Please put the items below into a numbered list, leaving out any blank lines.

─── Dataset records ───

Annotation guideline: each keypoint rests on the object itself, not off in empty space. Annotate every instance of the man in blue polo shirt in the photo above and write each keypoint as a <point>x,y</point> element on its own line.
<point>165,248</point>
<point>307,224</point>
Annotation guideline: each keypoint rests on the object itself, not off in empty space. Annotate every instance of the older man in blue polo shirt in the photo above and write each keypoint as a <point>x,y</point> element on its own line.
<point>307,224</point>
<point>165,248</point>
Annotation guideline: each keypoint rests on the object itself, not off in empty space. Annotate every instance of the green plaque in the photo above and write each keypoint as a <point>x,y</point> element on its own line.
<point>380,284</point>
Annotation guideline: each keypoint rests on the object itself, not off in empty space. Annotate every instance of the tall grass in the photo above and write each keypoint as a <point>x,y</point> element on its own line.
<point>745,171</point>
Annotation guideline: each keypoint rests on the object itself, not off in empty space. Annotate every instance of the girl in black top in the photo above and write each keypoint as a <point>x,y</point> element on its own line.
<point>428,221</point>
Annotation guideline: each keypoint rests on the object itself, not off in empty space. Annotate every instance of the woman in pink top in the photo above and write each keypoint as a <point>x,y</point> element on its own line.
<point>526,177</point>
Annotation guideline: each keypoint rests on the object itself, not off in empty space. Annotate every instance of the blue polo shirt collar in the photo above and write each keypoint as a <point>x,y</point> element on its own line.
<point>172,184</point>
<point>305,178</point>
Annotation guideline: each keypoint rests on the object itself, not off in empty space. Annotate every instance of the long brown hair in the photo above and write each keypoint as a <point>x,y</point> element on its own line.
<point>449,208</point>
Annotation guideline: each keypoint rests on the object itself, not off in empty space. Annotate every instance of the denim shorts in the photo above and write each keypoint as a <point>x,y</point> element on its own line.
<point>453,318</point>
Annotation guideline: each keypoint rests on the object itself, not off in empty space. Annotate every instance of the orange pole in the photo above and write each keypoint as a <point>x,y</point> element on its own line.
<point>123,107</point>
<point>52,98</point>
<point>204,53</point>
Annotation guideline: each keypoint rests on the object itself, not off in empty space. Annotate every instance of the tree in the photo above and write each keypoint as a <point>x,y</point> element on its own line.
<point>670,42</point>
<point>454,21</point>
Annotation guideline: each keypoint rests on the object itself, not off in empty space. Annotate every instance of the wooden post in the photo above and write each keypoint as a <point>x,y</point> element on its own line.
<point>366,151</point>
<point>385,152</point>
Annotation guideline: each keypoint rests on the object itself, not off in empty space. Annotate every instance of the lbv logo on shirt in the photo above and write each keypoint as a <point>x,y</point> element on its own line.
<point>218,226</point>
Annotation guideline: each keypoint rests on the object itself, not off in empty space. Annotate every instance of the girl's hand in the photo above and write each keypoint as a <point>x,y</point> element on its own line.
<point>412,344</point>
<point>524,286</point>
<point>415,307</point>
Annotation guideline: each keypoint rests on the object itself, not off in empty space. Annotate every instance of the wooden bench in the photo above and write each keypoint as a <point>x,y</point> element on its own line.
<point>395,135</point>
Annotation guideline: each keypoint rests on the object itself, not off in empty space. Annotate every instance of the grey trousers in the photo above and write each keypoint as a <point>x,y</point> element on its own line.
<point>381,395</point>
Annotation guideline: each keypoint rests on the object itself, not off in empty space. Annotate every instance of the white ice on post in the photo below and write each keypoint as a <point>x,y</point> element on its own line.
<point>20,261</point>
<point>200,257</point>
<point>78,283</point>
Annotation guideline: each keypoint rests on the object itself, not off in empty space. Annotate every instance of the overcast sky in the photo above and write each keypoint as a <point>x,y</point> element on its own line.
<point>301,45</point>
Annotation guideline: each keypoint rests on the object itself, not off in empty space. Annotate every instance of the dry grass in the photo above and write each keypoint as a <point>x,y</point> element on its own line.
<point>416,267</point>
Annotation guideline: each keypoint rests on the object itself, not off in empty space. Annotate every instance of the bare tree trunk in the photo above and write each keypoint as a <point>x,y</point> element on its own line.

───

_Response to this exercise:_
1. Annotation guideline: each keypoint rests on the object itself, not off in empty space. Annotate every instance of the man in blue polo shirt in the photo above and write each keypoint as a <point>x,y</point> element on its own line.
2. <point>165,248</point>
3. <point>307,224</point>
4. Annotation guideline: each keypoint rests on the object itself, not off in empty space. Annotate every instance of the older man in blue polo shirt in the photo above and write each keypoint as a <point>x,y</point> element on its own line.
5. <point>307,224</point>
6. <point>165,248</point>
7. Annotation guideline: each keypoint rests on the object itself, not off in empty space. Annotate every instance of the green plaque in the photo above and write each keypoint as a <point>x,y</point> element on its own line.
8. <point>380,284</point>
9. Annotation guideline: each keypoint rests on the object itself, not off in empty space. Annotate every instance of the tall grass in the photo above and write each keypoint as a <point>x,y</point> element on its own line.
10. <point>745,171</point>
11. Annotation guideline: each keypoint rests on the object itself, not off in empty space. Annotate every instance of the girl in black top in the photo above and write each keypoint as a <point>x,y</point> element on its own line.
12. <point>428,221</point>
13. Annotation guideline: each keypoint rests on the object itself, not off in empty space. Annotate every instance of the woman in pink top in the photo above and write each keypoint as a <point>x,y</point> element on its own line.
14. <point>526,177</point>
15. Annotation guideline: each keypoint rests on the object itself, not off in empty space. Annotate every instance of the blue polo shirt collar in the photo above and write each keypoint as a <point>x,y</point> element on its own line.
16. <point>172,184</point>
17. <point>305,178</point>
18. Annotation guideline: each keypoint rests on the object itself, not off in empty space. Annotate every instance of the long brown hair in the photo above and write each keypoint as a <point>x,y</point> element on its own line.
19. <point>449,208</point>
20. Annotation guideline: each keypoint rests on the object itself, not off in empty space. Annotate every instance of the denim shorts in the photo above and write each keypoint as a <point>x,y</point> element on its own line.
21. <point>453,318</point>
22. Annotation guideline: each keypoint rests on the object itself, not off in empty space. Annotate every instance of the orange pole in the photo above and write each keypoint as a <point>x,y</point> element on its own line.
23. <point>123,107</point>
24. <point>52,98</point>
25. <point>204,53</point>
26. Annotation guideline: each keypoint rests on the object itself, not off in empty space. Annotate every instance of the tree in the photo above and write each keypoint as a <point>x,y</point> element on its own line.
27. <point>670,42</point>
28. <point>454,21</point>
29. Annotation guideline: each keypoint rests on the object itself, not off in empty space. Annotate every instance of the wooden post in the photo above and write each keypoint as a <point>x,y</point> element on its own line.
30. <point>366,151</point>
31. <point>385,152</point>
32. Annotation guideline: each keypoint rests on the object itself, not off in empty space. Annotate every instance of the lbv logo on shirt in the photo above and write each keypoint as a <point>x,y</point> element on its own line.
33. <point>218,226</point>
34. Annotation guideline: each keypoint rests on the object itself, not off in empty space. Annotate every instance of the girl's hand in the photo above and write each keypoint as a <point>x,y</point> element on its own line.
35. <point>412,344</point>
36. <point>524,286</point>
37. <point>415,307</point>
38. Annotation guideline: each keypoint rests on the object itself, not off in empty space. Annotate every instance of the wooden bench in the photo above and write each keypoint as a <point>x,y</point> element on its own line.
39. <point>395,135</point>
40. Annotation guideline: each keypoint rests on the object itself, not off in empty space. Annotate every instance of the grey trousers in the photo above and write each keypoint as a <point>x,y</point> element on its own line.
41. <point>381,395</point>
42. Annotation guideline: each keypoint rests on the object itself, not off in empty space. Annotate every instance of the white ice on post in the photo below and write each keypoint as a <point>x,y</point> element on its own line.
43. <point>20,261</point>
44. <point>200,257</point>
45. <point>78,283</point>
46. Annotation guideline: each keypoint rests on the object itself, not off in empty space. Annotate every instance of the overcast sky in the photo above and write each keypoint as a <point>x,y</point> element on its own line.
47. <point>301,45</point>
48. Annotation guideline: each keypoint rests on the object itself, not off in empty space. Annotate every instance of the dry grass in the photo above and write each keypoint as a <point>x,y</point> element on its own line.
49. <point>416,267</point>
50. Annotation guideline: each keypoint rests on the object itself, not off in empty space. Annotate every instance of the bare tree trunk in the photo above and write each keypoint as a <point>x,y</point> element on its own line.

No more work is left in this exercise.